* **KUTIPAN TEKS**
---
Guru Besar UIN Sunan Ampel Saksi Ahli Sidang Gugatan MPTTI Terhadap MUI Sumut

  • Bagikan
Guru Besar UIN Sunan Ampel Saksi Ahli Sidang Gugatan MPTTI Terhadap MUI Sumut

MEDAN (Waspada): Guru Besar Ilmu Tasawuf Universitas Islam Negeri (UIN) Sunan Ampel Surabaya Prof Dr Rubaidi, MAg menjadi saksi ahli sidang gugatan Majelis Pengkajian Tauhid Tasawuf Indonesia (MPTTI) terhadap Majelis Ulama Indonesia (MUI) Sumatera Utara (Sumut) di Pengadilan Negeri Medan, Kamis (21/9).

Prof Rubaidi memberikan keterangan sebagai ahli terkait polemik tentang kajian Kitab Al-Insan Al-Kamil karangan ulama sufi dunia Syeikh Abdul Karim Al-Jilli, yang menjadi perbincangan kalangan ulama dan umat Islam.

Menurut Prof Rubaidi dalam mengkaji dan memahami pemikiran tasawuf tidak harus dipertentangkan dengan syariat, sebab keduanya memiliki hubungan saling melengkapi. Hubungan syariat-tasawuf ibarat jasmani-rohani yang keduanya saling melengkapi.

“Mengkaji ilmu tasawuf tidak bisa terlepas dari syariat, bahkan keduanya saling mengikat dan menguatkan, jika salah satunya dipisah, maka akan pincang, kedua dimensi ini harus sama-sama berjalan atau dijalani oleh setiap muslim,’’ sebut Prof Rubaidi.

Menurutnya, seorang muslim tidak boleh berhenti di syariat atau di tasawuf saja dalam memahami Islam. Dalam Islam juga dikenal adanya tangga atau maqamat yakni, syariat, tarekat, hakekat, makrifat atau dengan istilah lainnya yakni Islam, Iman, Ihsan, atau muslim, mukmin dan muttaqin.
---
* **DATA TERSEDIA**

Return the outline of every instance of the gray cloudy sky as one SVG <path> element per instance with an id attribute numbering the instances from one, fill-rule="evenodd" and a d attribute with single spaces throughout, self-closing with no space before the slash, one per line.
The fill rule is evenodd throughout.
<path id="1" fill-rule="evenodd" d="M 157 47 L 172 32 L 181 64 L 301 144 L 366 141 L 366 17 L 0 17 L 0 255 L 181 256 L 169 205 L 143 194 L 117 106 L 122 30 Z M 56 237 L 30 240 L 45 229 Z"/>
---
* **SOAL**
1: Tentukan apakah setiap pernyataan berikut sesuai dengan kutipan berita tentang sidang gugatan MPTTI, lalu sertakan kata-kata dari kutipan itu yang menjadi penentunya. (a) Sidang tersebut digelar di Pengadilan Negeri Medan. (b) Kitab Al-Insan Al-Kamil dikarang oleh Prof Rubaidi. (c) Menurut Prof Rubaidi, kajian tasawuf harus dipertentangkan dengan syariat.
2: Lanjutkan kutipan berita tentang sidang gugatan MPTTI, dimulai setelah kalimat terakhir yang ditampilkan.

* **HASIL PER TUGAS**
1:
(a) Ya: "di Pengadilan Negeri Medan, Kamis (21/9)".
(b) Tidak: "karangan ulama sufi dunia Syeikh Abdul Karim Al-Jilli".
(c) Tidak: "tidak harus dipertentangkan dengan syariat".

2:
“Tangga-tangga atau maqamat ini harus di lalui, jika kita berhenti di satu tangga saja, maka kecenderungan akan menjadi orang paling taqwa, paling beribadah, paling suci, dan seterusnya, dalam pandangan tasawuf orang yang demikian ini berada dalam syirik ghofi yang tanpa disadarinya,’’ kata Prof Rubaidi.

Prof Rubaidi menyebut kedua bidang kajian syariat dan tasawuf memiliki objek maupun metode yang berbeda dalam memahami pokok yang sama yakni Allah dalam hubungannya dengan manusia, karena objek dan metode yang berbeda, maka secara logis dan ilmiah akan menghasilkan kesimpulan yang berbeda.

Jika kita mampu memahami logika ini, maka antara satu dengan lainnya tidak akan saling menyalahkan, bahkan seharusnya antara satu dan lainnya saling melengkapi bahkan menyempurnakan.

Dalam pandangan Prof Rubaidi bahwa kita diumpamakan dihadapkan pada pertanyaan, apa hakekat manusia? dan bagaimana hakekat Allah? Allah punya sifat wujud, bagaimana wujud Allah?. Dalam menjawab ketiga pertanyaan tersebut, tergantung sudut pandang atau perspektif yang kita pakai.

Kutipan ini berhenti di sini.